SELECTED EXCERPT |
——————

Pratol was purchased from Extrasynthese (Genay CEDEX, France). DMEM, fetal bovine serum (FBS), penicillin/streptomycin, trypsin-ethylenediaminetetraacetic acid, and PD98059 were purchased from Thermo Fisher Scientific (Waltham, MA, USA). Dimethyl sulfoxide (DMSO), α-MSH, NaOH, MTT, radioimmunoprecipitation assay (RIPA) buffer, and H-89 were obtained from Sigma-Aldrich (St. Louis, MO, USA). Antibodies against tyrosinase, TRP-1, TRP-2, and MITF were purchased from Santa Cruz Biotechnology (Dallas, TX, USA). p-p38, p38, p-JNK, JNK, p-ERK, ERK, p-AKT, AKT, and β-actin antibodies were obtained from Cell Signaling Technology (Danvers, MA, USA). SP600125 and SB203580 were purchased from Cayman Chemical (Ann Arbor, MI, USA) and Calbiochem (San Diego, CA, USA), respectively. Enhanced chemiluminescence (ECL) kit and 2× Laemmli sample buffer were obtained from Biosesang (Sungnam, Gyeonggi-do, Korea) and Bio-Rad (Hercules, CA, USA), respectively.

4.2. Cell Culture

B16F10 mouse melanoma cells were cultured in phenol-red-free DMEM with 1% penicillin and 10% FBS at 37 °C in a humidified atmosphere containing 5% CO2.

4.3. Cell Viability Assay

Cell viability was determined by MTT assay. Briefly, B16F10 melanoma cells were incubated for 24 h in the culture medium. The cells (2.0 × 104 cells/well) were seeded into 24-well plates and incubated with various concentrations of pratol (6.25, 12.5, 25, or 50 μM) for 48 h. After incubation, the cells were treated with MTT (dissolved in DMEM to 0.5 g/L) for 3 h. The solution removed after treating with MTT, and DMSO was added to dissolve the formazan crystals. Absorbance was measured at 550 nm on a spectrophotometric microplate reader (Tecan, Mannedorf, Switzerland).

4.4. Measurement of Melanin Content

Melanin content in the cells was measured using a previously described method with slight modifications [32]. Briefly, B16F10 cells were incubated for 24 h in the culture medium. The cells (5.0 × 104 cells/well) were seeded into 6-well plates and incubated for 48 h with various concentrations of pratol (6.25, 12.5, 25, or 50 μM) for 48 h. α-MSH (100 nM) was used as the positive control treatment. The cell pellets were harvested and dissolved in 1 mL of 1 N NaOH containing 10% DMSO at 70 °C for 1 h. Next, 200-μL aliquots of the media were placed in 96-well plates and absorbance was measured at 405 nm using an ELISA reader (Tecan, Mannedorf, Switzerland). Protein concentration was quantified by bicinchoninic acid (BCA) protein assay.

——————

WHAT TO WORK ON |
A) Translate this sentence from the pratol methods text into Spanish: "B16F10 mouse melanoma cells were cultured in phenol-red-free DMEM with 1% penicillin and 10% FBS at 37 °C in a humidified atmosphere containing 5% CO2."
B) Carry on the pratol methods text, starting right after its last sentence.

Stored data entries:
——————

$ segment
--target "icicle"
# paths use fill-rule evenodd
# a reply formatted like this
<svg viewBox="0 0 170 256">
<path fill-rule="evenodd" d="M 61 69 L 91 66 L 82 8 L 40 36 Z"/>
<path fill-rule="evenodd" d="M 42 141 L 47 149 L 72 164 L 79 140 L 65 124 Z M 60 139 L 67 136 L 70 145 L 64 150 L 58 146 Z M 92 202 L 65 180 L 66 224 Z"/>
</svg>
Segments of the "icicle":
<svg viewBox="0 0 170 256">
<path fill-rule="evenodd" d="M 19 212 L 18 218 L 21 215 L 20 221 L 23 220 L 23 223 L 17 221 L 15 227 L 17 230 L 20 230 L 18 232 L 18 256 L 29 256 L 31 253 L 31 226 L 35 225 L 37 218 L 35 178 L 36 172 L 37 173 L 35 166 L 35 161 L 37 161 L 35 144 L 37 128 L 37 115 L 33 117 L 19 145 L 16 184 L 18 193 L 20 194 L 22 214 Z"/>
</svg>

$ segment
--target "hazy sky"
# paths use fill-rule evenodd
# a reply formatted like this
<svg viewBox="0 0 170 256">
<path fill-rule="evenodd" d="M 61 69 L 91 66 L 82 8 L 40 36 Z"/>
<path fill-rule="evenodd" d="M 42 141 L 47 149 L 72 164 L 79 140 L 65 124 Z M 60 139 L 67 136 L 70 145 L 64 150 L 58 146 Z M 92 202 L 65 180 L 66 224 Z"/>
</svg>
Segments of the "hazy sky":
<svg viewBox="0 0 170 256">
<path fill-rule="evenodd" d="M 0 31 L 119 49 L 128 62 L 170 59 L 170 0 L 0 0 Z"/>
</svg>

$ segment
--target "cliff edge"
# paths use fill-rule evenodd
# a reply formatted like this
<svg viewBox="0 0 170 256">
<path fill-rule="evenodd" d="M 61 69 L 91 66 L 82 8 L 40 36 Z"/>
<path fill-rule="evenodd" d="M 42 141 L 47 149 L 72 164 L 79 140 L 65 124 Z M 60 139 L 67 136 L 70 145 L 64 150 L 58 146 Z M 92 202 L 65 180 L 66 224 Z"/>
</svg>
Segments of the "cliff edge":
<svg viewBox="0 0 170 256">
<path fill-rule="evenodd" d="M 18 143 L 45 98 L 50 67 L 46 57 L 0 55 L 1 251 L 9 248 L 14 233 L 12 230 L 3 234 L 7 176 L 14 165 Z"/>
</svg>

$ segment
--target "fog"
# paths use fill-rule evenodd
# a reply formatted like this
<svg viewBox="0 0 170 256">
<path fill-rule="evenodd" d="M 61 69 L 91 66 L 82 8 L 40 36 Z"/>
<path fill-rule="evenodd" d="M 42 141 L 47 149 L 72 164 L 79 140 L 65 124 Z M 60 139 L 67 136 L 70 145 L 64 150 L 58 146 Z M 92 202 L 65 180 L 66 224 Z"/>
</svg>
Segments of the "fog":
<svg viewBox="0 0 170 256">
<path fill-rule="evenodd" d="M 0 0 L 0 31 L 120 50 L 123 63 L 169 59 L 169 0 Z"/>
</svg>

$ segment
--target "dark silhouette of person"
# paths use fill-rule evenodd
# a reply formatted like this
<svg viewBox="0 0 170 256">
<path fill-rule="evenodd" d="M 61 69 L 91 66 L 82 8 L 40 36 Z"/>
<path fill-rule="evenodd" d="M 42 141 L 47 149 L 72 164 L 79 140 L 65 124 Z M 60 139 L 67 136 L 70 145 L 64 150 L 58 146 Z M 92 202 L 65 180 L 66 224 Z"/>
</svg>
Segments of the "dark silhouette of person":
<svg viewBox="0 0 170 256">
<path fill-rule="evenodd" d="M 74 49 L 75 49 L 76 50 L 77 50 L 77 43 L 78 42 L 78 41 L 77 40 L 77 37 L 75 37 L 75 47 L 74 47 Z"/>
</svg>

——————

TASK-BY-TASK ANSWERS |
A) Las células de melanoma murino B16F10 se cultivaron en DMEM sin rojo fenol con penicilina al 1 % y FBS al 10 % a 37 °C en una atmósfera humidificada con un 5 % de CO2.

B)
4.5. Intracellular Tyrosinase Activity

B16F10 cells were incubated for 48 h in the culture medium. The cells (1.0 × 105 cells/well) were seeded into 100-mm dishes for 48 h and then incubated with various concentrations of pratol (6.25, 12.5, 25, or 50 μM) and α-MSH (100 nM) for 72 h. After incubation, the cells were collected in a conical tube for centrifugation at 11,000× g for 3 min. Next, supernatants were removed, and cells were lysed with RIPA buffer and protease inhibitor cocktail (1.0%). Cell lysates were vortexed every 10 min for 1 h and then centrifuged at 13,000× g for 10 min. The quantity of each cell lysate was adjusted using 0.1 M sodium phosphate buffer (pH 6.8) to ensure equal protein concentrations. Next, 20 μL of each lysate and 80 μL of L-dopa (2 mg/mL) were mixed in the wells of a 96-well plate. After incubation at 37 °C for 2 h, absorbance was measured at 490 nm by ELISA.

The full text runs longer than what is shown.